• WORK TO BE COMPLETED: Copy out the passage of the Alzheimer's article below, from "Also, another colleague" up to and including "became clinically incurable.", word for word.

• PROVIDED TEXT:
• • • • • • •

Based on the latest findings, scientists discovered that a pill might prevent toxic molecules from accumulating in the brain, meaning that Alzheimer’s could be at least delayed if not prevented.
The experts’ target was to develop of strategy to tackle the early brain events which represent the major factors influencing the development of Alzheimer’s. These early events cannot be considered symptoms, but merely signs that something is not right up there.
During the study, researchers managed to prevent these early events and other subsequent malfunctions that usually occur in the Alzheimer’s development by conducting an experiment on animal models.
‘Common diseases like Parkinson’s, Alzheimer’s and dementia are caused in part by abnormal accumulation of certain proteins in the brain. Some proteins become toxic when they accumulate; they make the brain vulnerable to degeneration. Tau is one of those proteins involved in Alzheimer’s disease and dementia,’ said Huda Zoghbi, senior author.
Also, another colleague stresses that other researchers have focused until now only on final or terminal stages of this disease, whereas in the latest study, the team aimed to discover the first signs that occurred before the early stages and before the disease became clinically incurable.

• • • • • • •

• INFORMATION GIVEN:
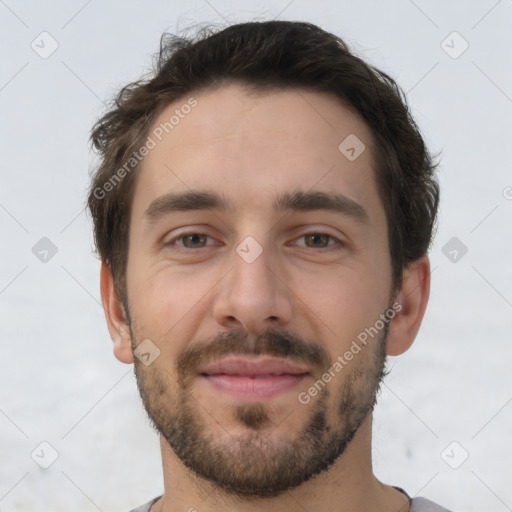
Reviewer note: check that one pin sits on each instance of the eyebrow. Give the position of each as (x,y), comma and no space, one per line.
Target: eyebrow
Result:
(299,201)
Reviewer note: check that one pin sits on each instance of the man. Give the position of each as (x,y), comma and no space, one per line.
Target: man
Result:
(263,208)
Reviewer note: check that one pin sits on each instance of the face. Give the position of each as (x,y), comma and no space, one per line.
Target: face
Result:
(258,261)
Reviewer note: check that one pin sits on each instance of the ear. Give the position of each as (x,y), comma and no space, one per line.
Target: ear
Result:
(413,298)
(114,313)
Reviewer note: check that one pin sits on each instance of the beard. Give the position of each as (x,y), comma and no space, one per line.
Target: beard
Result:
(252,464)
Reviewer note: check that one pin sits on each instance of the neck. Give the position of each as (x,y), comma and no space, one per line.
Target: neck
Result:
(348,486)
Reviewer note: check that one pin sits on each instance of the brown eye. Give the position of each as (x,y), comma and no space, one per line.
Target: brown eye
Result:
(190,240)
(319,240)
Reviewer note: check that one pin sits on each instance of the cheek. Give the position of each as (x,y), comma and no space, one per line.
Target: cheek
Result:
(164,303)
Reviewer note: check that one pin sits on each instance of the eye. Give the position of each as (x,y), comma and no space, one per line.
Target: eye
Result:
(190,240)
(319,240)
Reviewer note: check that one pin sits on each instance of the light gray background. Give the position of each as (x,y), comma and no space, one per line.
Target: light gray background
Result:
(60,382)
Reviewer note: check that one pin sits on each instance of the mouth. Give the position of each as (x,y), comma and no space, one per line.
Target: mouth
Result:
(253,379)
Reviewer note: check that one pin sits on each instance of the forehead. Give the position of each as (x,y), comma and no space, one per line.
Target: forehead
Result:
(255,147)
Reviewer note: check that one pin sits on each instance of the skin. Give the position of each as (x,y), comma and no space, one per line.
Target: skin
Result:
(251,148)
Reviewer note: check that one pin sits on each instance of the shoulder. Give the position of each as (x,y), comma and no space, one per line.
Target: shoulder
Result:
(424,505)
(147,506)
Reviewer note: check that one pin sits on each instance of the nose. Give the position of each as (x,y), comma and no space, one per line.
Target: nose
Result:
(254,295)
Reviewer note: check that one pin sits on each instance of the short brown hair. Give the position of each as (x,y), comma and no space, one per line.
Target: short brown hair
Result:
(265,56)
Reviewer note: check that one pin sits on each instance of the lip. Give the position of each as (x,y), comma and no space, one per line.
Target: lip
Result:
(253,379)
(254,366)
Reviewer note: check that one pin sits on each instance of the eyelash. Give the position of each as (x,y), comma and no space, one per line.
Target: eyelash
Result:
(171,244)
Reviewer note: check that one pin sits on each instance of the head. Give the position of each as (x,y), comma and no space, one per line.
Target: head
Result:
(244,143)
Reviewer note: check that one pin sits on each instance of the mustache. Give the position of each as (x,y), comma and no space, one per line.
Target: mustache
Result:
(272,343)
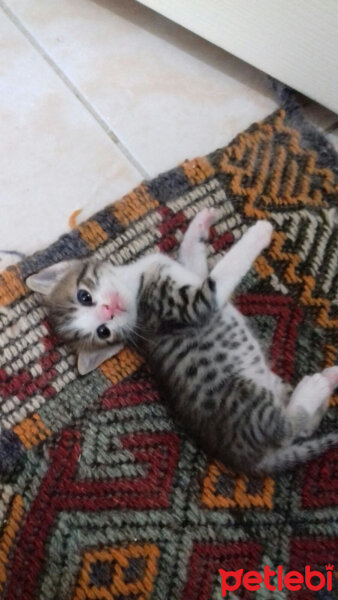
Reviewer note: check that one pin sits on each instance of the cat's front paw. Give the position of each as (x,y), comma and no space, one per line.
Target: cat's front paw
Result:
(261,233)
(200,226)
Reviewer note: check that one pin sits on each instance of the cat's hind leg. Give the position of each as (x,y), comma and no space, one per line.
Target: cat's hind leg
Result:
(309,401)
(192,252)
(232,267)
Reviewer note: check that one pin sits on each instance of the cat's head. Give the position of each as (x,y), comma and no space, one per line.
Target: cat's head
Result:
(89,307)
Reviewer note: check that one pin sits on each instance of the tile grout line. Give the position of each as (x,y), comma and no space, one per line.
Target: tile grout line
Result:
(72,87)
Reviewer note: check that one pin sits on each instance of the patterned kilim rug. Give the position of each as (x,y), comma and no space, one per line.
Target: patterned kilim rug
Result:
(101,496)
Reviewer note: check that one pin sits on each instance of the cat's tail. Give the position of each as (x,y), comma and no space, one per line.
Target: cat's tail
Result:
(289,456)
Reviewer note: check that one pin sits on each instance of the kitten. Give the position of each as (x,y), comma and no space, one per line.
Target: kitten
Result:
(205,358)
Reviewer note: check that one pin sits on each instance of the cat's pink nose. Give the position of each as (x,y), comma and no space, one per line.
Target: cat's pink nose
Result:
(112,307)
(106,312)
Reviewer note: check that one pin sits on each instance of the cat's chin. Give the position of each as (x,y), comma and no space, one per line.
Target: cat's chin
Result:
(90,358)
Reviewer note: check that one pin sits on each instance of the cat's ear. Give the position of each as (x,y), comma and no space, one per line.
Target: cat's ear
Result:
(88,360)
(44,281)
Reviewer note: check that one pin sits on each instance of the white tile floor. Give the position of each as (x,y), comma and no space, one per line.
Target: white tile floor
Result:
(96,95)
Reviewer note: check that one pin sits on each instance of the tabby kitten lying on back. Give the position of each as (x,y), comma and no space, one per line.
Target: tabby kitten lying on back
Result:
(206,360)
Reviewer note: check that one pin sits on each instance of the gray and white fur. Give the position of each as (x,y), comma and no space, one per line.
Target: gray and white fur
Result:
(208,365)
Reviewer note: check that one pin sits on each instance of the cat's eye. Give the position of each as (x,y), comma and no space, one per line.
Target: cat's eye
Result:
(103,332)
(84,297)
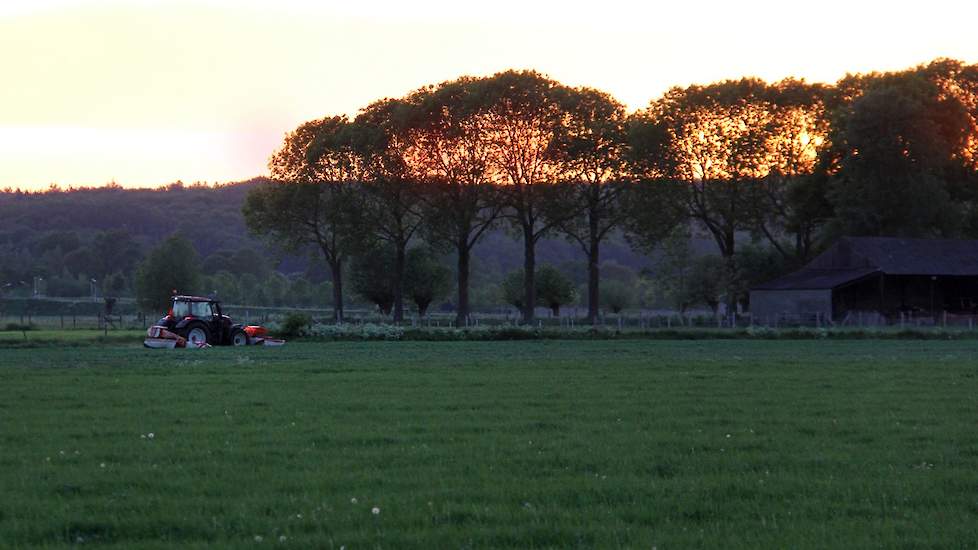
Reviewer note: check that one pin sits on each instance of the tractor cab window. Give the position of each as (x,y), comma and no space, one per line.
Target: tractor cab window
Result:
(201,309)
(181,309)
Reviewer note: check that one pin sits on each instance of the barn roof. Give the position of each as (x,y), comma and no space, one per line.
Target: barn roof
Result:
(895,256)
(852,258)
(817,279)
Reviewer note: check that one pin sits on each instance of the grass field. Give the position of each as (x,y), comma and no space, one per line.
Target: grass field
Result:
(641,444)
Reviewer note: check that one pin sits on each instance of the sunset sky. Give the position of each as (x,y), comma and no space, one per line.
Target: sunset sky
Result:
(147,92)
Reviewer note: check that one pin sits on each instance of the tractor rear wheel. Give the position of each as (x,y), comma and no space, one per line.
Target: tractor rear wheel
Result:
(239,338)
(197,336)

• • • • • • •

• OUTPUT OF THE TASK:
Also, another colleague stresses that other researchers have focused until now only on final or terminal stages of this disease, whereas in the latest study, the team aimed to discover the first signs that occurred before the early stages and before the disease became clinically incurable.